Rewrite the entries from the start through the line containing "(179, 359), (225, 443)", including that line and the requests with their format samples. Offset every coordinate in the answers by adding 89, and leave all other numbers as they are.

────────

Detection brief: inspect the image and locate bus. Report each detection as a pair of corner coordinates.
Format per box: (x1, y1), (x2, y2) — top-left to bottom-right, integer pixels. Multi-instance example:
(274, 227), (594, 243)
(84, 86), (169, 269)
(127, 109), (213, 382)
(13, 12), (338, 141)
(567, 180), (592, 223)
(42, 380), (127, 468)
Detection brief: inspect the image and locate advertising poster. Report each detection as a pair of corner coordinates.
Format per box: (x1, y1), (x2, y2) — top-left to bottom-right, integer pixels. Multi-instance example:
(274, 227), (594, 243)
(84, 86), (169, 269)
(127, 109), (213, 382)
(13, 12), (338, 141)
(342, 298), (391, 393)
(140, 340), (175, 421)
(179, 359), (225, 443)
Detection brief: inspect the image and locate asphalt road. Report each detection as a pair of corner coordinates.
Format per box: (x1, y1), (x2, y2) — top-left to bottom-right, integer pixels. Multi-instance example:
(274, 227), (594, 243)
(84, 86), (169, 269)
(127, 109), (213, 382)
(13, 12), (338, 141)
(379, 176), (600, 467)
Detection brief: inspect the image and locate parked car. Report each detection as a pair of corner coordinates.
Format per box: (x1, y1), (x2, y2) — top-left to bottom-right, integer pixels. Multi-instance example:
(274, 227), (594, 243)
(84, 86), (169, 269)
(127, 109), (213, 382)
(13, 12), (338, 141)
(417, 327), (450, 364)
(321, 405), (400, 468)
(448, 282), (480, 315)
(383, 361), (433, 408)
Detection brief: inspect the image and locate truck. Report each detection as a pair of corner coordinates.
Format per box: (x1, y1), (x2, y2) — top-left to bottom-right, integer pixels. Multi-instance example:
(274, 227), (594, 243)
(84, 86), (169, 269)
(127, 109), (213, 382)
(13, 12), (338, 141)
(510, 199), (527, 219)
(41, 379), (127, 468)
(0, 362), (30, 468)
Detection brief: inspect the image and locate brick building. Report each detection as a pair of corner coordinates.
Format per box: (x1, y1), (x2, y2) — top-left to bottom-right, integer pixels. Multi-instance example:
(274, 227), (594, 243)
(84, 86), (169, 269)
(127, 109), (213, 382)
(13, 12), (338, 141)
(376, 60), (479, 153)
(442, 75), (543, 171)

────────

| Output below |
Detection brief: inspect the image and locate bus. Report each detection as a pair of corner coordinates.
Format per box: (x1, y1), (x2, y2) — top-left to bottom-right, integer pixels. Multi-instance example:
(274, 227), (594, 243)
(84, 86), (169, 269)
(127, 109), (213, 382)
(13, 12), (338, 141)
(656, 269), (681, 312)
(131, 469), (216, 557)
Detection brief: inspect the image and locate advertising poster. Report each detection as a pair of corner coordinates.
Format per box: (x1, y1), (x2, y2) — top-left to bottom-right, integer pixels. Multi-instance example:
(274, 227), (594, 243)
(84, 86), (169, 269)
(127, 109), (213, 382)
(13, 12), (338, 141)
(431, 387), (480, 482)
(229, 429), (264, 510)
(268, 448), (314, 532)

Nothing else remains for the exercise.